* **Aufgaben**:
1) Stimmen die folgenden Aussagen mit dem Auszug überein? Beantworte jede mit Ja oder Nein und zitiere die entscheidenden Worte des Auszugs wörtlich.
(a) Der ursprüngliche Reiseplan wird aufgegeben.
(b) Der Umgang mit frechen Personen hat in den letzten drei Wochen mehr Gewandtheit gebracht.
(c) An der See soll die Pflanzenwelt studiert werden.
2) Gib die Stelle im Auszug von „Mein Hauptwunsch ist“ bis „ursprünglichen Plan beizubehalten.“ wortgetreu wieder.

* **Vorliegender Auszug**:

# # # # #

Das viele Böse, Häßliche, Ekelhafte, was hier überall im geselligen Leben mit unerhörter Frechheit schamlos zutage tritt, dem ich anfangs kaum mit passivem Mute zu begegnen wagte, übt jetzt schon eine ganz andere Wirkung auf mein eines gewissen Selbstgefühles bisher nur zu sehr baren Ich aus. Ich lerne mich selbst ein wenig schätzen und fühle stündlich tiefer und fester den ernsten Entschluß, das Leben, das mir doch nun einmal gegeben ist, auch allein zur Förderung des Guten und Wahren anzuwenden, dem Treiben der gewöhnlichen Menschen mit aller Kraft entgegen zu wirken und durch mein eignes Leben zu zeigen, daß man hier höhere Ziele als den bloßen Genuß der Sinnenwelt verfolgen und erreichen kann. Schon allein der unvermeidliche Verkehr mir den frechen, unverschämten, übermütigen Personen, mit denen ein einzelner Reisender überall allein fertig zu werden durch das heilsame "Muß" gezwungen ist, schon dieser allein hat mir in den letzten drei Wochen mehr Gewandtheit, Sicherheit und Festigkeit beigebracht, als ich je vorher besaß, und die beständige Anschauung der in Italien wirklich zu unglaublicher Höhe gediehenen Unsittlichkeit und Unwissenheit, das höchst widerwärtige Treiben der Pfaffen und Mönche ist mir der beste Sporn, eine dem gerade entgegengesetzte Tätigkeit energisch zu beginnen.

Mein Hauptwunsch ist jetzt, möglichst bald an die Arbeit zu kommen, und ich brenne ordentlich darauf, möglichst bald an die See zu kommen und mich so recht con amore in das herrliche Studium der wundervollen Meerestierwelt versenken zu können. In den letzten Tagen hatte ich solche Arbeitssehnsucht, daß ich anfangs zweifelhaft war, ob ich nicht lieber gleich nach Neapel statt nach Rom fahren sollte, und nur der Gedanke, daß ich in diesem Falle die "ewige Weltstadt" wohl nie zu Gesicht bekommen würde, vermochte mich, meinen ursprünglichen Plan beizubehalten.

# # # # #

* **Zeilen**:
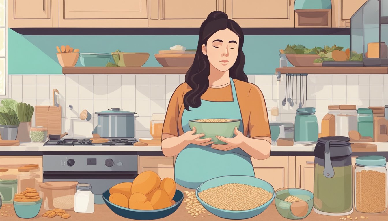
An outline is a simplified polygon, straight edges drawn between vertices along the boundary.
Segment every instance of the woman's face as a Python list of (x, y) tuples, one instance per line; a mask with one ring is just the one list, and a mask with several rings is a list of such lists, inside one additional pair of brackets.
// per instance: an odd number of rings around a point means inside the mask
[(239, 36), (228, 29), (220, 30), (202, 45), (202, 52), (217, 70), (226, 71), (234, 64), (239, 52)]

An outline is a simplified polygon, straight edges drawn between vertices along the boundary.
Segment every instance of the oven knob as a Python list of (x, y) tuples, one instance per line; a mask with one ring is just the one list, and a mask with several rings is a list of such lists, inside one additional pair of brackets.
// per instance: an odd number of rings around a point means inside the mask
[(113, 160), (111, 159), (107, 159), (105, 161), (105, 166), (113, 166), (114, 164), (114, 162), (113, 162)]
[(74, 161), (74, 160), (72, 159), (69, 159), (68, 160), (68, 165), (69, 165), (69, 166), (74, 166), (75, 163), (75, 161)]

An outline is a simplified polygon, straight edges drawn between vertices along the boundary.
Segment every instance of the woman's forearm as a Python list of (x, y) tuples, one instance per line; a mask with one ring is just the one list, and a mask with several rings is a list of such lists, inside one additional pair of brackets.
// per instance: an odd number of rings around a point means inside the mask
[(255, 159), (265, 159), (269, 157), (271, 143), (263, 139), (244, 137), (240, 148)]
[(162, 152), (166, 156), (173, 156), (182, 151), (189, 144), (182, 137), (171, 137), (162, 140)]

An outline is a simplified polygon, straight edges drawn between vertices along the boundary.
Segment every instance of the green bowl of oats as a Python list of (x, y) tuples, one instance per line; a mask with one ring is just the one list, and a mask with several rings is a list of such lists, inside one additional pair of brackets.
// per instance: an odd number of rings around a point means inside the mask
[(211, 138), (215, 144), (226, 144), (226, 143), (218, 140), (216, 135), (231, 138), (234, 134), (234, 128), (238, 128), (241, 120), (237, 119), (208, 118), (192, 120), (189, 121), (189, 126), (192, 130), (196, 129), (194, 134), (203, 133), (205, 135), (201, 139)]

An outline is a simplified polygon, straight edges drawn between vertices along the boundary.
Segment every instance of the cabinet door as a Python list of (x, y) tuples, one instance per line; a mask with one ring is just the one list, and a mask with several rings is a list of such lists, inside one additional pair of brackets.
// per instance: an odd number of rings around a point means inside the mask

# # # # #

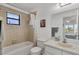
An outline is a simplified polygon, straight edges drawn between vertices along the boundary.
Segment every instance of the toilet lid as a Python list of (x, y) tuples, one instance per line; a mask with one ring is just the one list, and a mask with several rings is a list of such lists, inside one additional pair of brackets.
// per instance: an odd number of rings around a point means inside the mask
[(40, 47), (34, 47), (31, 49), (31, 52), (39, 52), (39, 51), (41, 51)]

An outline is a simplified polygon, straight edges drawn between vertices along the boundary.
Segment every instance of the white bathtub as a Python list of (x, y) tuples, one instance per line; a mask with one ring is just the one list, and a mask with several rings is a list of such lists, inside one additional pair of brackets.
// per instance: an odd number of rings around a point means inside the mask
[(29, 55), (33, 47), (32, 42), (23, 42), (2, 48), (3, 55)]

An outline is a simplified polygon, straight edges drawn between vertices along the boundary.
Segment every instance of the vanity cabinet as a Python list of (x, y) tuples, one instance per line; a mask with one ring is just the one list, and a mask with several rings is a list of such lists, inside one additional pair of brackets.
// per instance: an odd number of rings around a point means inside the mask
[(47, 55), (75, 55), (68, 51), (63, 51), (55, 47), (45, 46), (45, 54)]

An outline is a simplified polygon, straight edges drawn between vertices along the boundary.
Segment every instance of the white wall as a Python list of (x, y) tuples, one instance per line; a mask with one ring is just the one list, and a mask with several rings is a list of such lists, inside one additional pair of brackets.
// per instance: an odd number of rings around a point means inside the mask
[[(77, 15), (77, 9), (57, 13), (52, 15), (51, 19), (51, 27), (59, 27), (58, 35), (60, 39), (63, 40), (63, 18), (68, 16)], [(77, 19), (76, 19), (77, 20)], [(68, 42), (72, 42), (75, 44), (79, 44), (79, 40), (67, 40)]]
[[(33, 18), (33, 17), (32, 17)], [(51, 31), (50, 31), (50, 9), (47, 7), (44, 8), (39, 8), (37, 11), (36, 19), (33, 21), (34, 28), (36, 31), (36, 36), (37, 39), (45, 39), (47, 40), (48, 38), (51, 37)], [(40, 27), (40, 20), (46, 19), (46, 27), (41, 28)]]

# # # # #

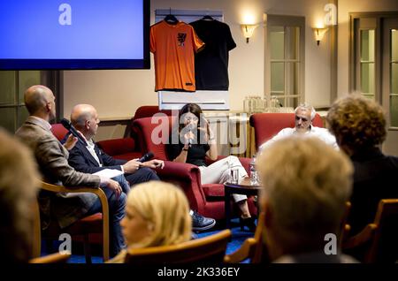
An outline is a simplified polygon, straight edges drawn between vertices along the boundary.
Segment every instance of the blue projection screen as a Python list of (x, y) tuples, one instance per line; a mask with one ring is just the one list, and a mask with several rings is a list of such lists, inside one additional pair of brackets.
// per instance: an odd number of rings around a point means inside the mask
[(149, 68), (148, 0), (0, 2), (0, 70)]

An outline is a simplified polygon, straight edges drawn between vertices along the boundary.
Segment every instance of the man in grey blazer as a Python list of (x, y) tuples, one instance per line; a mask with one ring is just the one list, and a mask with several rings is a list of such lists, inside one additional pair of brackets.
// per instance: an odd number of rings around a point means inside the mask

# # # # #

* **Antworten je Aufgabe**:
1)
(a) Nein: „vermochte mich, meinen ursprünglichen Plan beizubehalten“
(b) Ja: „hat mir in den letzten drei Wochen mehr Gewandtheit, Sicherheit und Festigkeit beigebracht“
(c) Nein: „in das herrliche Studium der wundervollen Meerestierwelt versenken zu können“

2)
Mein Hauptwunsch ist jetzt, möglichst bald an die Arbeit zu kommen, und ich brenne ordentlich darauf, möglichst bald an die See zu kommen und mich so recht con amore in das herrliche Studium der wundervollen Meerestierwelt versenken zu können. In den letzten Tagen hatte ich solche Arbeitssehnsucht, daß ich anfangs zweifelhaft war, ob ich nicht lieber gleich nach Neapel statt nach Rom fahren sollte, und nur der Gedanke, daß ich in diesem Falle die "ewige Weltstadt" wohl nie zu Gesicht bekommen würde, vermochte mich, meinen ursprünglichen Plan beizubehalten.